» **Work task**
Report each line of the records below that uses the word "street".
-- Data records follows --
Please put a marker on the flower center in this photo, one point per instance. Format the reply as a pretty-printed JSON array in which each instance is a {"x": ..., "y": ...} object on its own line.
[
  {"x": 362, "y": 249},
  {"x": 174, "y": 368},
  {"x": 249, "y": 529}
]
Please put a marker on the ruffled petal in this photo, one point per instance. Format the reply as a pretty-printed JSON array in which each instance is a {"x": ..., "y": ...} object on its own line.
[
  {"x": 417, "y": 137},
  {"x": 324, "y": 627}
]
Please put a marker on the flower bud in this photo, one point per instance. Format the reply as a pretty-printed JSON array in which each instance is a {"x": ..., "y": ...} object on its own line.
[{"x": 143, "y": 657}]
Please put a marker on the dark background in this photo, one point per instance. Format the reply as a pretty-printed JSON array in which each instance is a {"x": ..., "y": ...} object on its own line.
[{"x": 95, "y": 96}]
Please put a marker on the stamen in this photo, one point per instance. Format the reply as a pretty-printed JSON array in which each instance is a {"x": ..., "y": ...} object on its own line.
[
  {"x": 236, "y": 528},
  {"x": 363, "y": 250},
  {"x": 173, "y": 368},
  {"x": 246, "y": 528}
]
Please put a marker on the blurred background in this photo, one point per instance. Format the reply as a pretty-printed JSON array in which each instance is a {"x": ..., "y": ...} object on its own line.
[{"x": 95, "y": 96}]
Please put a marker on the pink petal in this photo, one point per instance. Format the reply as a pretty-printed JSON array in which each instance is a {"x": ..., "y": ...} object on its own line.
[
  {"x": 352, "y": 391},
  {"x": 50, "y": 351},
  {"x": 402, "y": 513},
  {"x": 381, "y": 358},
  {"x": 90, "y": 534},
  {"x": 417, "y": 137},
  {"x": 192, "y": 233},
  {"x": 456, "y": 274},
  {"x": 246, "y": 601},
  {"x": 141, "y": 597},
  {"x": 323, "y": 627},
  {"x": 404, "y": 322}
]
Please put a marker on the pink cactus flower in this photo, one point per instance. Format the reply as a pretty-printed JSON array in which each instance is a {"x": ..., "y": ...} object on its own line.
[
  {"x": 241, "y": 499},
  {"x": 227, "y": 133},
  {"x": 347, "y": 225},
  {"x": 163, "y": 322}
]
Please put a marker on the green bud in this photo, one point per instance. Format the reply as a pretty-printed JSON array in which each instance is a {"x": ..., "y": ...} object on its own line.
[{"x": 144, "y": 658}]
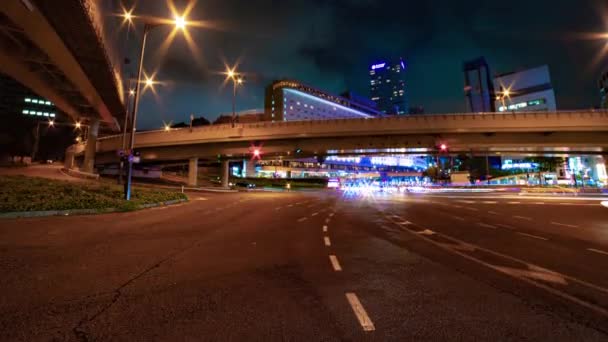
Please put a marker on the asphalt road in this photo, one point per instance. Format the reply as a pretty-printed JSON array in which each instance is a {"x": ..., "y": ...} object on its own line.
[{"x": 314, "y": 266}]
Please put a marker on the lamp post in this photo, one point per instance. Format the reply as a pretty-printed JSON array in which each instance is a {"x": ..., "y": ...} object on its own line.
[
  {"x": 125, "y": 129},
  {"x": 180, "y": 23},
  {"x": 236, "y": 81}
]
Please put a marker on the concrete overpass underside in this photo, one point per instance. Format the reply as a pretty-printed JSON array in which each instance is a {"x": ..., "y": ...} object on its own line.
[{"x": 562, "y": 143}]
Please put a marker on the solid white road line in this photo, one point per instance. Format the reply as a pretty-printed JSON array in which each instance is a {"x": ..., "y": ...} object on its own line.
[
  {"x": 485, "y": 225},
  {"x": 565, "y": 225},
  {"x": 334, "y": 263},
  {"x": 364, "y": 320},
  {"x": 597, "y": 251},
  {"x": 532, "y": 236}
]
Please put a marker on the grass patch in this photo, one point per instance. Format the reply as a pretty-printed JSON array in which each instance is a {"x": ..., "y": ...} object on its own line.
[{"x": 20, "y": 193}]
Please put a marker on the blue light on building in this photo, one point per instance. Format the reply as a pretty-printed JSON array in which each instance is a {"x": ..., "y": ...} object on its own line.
-- Data records concluded --
-- Data records follows --
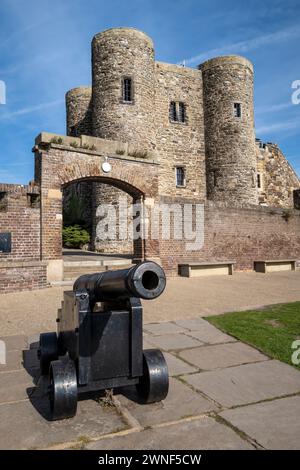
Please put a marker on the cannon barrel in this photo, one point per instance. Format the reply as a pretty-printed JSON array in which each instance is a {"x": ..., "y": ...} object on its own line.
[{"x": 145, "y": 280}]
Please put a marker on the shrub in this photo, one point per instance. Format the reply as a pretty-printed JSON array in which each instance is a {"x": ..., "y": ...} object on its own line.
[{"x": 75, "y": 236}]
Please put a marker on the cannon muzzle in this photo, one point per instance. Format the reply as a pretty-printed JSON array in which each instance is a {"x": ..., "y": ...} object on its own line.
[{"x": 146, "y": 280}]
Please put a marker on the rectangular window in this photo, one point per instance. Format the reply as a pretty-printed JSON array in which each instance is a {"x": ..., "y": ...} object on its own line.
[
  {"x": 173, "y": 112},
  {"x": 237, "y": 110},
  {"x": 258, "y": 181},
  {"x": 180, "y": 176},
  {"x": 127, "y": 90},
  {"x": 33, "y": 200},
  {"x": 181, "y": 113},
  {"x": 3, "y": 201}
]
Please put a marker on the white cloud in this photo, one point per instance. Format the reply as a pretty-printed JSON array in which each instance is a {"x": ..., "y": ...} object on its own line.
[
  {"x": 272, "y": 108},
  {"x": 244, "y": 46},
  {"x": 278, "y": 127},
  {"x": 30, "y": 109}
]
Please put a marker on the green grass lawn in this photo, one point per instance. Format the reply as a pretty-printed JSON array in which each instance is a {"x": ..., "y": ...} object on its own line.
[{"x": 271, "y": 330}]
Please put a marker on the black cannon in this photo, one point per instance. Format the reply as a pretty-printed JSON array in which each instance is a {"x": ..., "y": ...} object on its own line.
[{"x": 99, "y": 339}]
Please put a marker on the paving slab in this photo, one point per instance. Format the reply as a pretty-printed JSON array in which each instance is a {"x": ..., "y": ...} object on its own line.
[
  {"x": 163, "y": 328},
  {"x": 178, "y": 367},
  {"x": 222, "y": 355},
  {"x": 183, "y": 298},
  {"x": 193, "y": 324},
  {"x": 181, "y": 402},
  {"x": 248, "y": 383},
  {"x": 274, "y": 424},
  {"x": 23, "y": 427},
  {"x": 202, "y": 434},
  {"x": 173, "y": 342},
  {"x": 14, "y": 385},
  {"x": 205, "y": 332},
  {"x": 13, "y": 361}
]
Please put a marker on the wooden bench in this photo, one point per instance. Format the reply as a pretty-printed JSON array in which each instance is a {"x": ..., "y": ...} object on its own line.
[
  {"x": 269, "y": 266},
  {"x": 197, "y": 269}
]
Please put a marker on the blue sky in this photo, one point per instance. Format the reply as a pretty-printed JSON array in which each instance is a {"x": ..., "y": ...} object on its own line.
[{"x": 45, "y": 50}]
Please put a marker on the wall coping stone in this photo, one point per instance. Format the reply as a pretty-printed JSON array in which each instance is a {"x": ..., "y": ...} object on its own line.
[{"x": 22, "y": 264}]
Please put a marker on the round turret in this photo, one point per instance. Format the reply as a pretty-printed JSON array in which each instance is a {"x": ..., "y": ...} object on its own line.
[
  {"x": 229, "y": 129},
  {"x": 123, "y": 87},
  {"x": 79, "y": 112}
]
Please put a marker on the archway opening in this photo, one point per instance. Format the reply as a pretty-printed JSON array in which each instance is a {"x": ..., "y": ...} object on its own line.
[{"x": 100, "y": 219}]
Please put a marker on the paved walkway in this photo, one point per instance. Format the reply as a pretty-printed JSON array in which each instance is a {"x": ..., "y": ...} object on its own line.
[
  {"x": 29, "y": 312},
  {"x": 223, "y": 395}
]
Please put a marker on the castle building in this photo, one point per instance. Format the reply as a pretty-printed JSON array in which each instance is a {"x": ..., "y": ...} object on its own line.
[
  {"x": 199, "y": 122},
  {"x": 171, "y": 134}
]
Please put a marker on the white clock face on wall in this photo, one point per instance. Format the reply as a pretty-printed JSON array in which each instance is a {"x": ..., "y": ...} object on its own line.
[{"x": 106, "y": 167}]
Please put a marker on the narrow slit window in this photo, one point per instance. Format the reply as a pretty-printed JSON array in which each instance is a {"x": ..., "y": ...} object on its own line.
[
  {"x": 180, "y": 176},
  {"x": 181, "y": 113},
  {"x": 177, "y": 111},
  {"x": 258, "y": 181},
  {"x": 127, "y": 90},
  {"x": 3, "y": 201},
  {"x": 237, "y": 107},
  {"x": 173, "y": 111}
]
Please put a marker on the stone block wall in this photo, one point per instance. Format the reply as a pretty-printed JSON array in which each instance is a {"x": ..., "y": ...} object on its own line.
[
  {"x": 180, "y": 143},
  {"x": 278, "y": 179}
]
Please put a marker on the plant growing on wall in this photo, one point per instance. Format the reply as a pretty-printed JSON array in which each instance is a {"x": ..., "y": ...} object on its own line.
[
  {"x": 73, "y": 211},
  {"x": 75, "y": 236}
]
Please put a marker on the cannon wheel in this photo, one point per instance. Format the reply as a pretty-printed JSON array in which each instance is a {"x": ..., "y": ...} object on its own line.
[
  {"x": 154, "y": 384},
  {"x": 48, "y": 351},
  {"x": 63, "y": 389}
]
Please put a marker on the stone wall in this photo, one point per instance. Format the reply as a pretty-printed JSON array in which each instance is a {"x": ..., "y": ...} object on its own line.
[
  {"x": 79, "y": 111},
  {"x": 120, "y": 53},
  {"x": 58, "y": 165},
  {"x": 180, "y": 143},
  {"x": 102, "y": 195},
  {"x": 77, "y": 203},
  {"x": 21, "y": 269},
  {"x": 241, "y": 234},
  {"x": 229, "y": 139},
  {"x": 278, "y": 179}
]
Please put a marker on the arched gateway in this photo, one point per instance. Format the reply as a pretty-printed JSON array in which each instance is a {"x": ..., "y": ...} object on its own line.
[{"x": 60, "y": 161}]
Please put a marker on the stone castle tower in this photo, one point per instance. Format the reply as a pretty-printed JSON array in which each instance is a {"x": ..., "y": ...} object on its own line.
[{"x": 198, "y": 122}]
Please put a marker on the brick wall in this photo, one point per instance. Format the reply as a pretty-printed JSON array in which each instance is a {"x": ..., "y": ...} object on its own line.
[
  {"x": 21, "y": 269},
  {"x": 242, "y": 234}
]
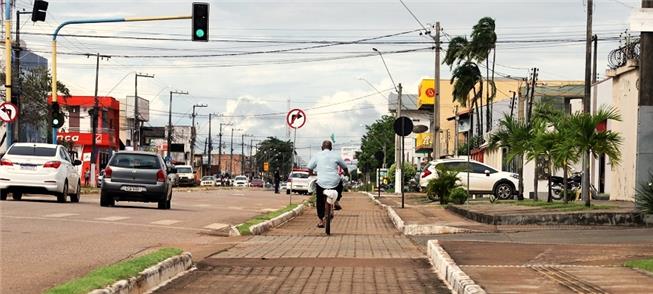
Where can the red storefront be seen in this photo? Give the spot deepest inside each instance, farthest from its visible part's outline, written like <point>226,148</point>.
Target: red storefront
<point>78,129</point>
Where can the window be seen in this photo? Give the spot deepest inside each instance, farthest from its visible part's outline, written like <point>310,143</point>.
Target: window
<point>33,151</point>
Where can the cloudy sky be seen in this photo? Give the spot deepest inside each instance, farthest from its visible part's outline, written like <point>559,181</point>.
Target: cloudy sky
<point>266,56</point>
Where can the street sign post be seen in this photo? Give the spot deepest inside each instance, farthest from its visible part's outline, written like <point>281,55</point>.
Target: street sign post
-- Data records concluded --
» **Response**
Where can the street sign post be seen in this photo? Give the spot deepest inside each instance, farthest from its visible part's outline, written like <point>281,55</point>.
Target: street sign post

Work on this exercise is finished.